Veggie Vietnam

Vietnam is Buddhist and Buddhists don’t eat meat, right? So, Vietnam is veggie heaven.

Although the logic is sound, a Vietnamese meal without meat – preferably the feet, ears or other extremity – is as rare as steak tartare. Even eggs are served fertilised, concealing such delights as partly-formed feathers and beak.

And unless you’re a vegetarian who eats fish, such controversial dishes as broccoli may be out of bounds, as fish sauce – Vietnam’s pungent answer to soy sauce – is doused over almost everything. Veg are often boiled with non-veggie stock too.

Lost

But for vegetarians coming to Vietnam, all’s not lost. It doesn’t have to be plain boiled rice and fruit for two weeks because, although it’s rare for Vietnamese to shun meat for ethical reasons, every town and city boasts a handful of vegetarian restaurants.

The restaurants serve Mahayana Buddhist monks, nuns, and strict devotees to the faith, who avoid meat for spiritual reasons. With each new generation, though, religious vegetarianism fades ever more. Except, that is, on the first and fifteenth of each month of Vietnam’s Lunar calendar, when people visit vegetarian restaurants after paying their respects at a favourite pagoda.

Cheap

Apart from its spiritual and health benefits, vegetarian food (com chay) has another great attraction – the price. A starter, main course with rice, and dessert can cost as little as $4.

Data to examine:
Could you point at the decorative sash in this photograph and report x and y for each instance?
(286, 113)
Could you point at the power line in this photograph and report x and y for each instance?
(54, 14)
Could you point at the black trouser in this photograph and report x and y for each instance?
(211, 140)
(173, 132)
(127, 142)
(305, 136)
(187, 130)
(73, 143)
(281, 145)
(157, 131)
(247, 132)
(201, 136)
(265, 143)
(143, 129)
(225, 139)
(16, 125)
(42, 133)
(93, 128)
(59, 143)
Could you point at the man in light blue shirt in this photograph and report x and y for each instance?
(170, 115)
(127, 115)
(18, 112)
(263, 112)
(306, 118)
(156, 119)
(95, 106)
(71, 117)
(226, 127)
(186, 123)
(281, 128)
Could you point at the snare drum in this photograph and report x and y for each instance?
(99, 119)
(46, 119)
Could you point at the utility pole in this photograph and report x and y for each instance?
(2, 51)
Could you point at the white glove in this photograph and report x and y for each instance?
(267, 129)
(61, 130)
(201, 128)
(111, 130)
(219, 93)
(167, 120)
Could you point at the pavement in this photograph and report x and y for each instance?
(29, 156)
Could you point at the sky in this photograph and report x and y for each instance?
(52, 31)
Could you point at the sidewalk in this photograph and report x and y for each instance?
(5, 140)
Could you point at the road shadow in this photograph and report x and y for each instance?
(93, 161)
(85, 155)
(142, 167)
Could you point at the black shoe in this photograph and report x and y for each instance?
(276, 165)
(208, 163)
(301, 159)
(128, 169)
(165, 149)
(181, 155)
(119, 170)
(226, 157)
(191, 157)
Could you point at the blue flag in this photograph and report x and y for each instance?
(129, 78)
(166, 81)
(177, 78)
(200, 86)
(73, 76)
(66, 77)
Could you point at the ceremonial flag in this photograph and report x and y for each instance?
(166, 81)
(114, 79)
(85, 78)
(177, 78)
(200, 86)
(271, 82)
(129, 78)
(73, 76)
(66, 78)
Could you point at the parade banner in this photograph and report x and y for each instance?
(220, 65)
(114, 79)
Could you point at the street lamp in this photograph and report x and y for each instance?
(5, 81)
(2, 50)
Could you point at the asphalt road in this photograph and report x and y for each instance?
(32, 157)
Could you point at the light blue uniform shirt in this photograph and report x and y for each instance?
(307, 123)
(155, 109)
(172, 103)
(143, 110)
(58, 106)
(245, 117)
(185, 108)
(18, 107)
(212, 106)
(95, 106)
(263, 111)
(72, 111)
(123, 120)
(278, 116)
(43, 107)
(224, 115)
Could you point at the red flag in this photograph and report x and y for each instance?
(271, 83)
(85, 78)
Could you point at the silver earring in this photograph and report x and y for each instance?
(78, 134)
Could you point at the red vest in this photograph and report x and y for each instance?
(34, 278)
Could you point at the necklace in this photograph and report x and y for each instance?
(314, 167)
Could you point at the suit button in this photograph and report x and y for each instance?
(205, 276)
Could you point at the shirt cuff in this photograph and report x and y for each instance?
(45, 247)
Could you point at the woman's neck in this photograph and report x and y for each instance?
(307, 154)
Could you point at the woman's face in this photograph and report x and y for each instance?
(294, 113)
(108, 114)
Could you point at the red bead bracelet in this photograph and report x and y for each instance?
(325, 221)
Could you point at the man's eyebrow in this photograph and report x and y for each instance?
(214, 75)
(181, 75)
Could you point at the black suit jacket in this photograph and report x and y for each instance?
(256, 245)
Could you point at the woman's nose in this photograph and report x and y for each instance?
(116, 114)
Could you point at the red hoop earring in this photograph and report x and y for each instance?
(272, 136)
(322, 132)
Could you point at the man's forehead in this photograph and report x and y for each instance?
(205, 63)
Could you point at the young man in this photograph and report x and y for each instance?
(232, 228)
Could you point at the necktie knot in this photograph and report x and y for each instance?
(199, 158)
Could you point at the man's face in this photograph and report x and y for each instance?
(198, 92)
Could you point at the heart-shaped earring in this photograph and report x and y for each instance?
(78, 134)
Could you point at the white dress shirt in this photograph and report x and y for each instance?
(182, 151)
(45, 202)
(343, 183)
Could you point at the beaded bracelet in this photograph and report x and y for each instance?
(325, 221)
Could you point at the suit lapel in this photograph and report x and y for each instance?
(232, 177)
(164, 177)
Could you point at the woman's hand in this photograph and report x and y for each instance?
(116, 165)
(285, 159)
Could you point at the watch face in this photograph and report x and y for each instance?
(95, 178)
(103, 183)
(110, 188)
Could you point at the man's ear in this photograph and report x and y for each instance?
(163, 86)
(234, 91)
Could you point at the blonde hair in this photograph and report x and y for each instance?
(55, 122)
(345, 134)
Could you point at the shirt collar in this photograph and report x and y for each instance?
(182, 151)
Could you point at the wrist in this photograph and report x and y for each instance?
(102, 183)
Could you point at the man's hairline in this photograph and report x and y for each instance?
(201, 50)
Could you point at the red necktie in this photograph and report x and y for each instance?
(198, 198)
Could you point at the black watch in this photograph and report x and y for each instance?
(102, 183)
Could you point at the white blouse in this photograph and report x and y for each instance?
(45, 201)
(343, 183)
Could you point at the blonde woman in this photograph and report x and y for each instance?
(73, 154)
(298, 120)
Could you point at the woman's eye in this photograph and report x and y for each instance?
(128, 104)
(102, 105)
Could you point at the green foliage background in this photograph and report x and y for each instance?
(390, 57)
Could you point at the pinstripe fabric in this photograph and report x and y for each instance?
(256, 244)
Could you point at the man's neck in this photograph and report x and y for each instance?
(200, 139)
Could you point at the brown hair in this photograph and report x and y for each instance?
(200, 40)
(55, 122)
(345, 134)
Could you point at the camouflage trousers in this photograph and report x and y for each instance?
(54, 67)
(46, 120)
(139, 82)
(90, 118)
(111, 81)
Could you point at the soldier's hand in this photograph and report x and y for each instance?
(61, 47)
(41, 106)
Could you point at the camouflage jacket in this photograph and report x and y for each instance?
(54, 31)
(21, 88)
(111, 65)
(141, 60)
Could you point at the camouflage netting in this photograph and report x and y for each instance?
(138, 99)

What you should do:
Please translate this sentence from the Veggie Vietnam text into Spanish: "A starter, main course with rice, and dessert can cost as little as $4."

Solved exercise:
Un entrante, un plato principal con arroz y un postre pueden costar tan solo 4 dólares.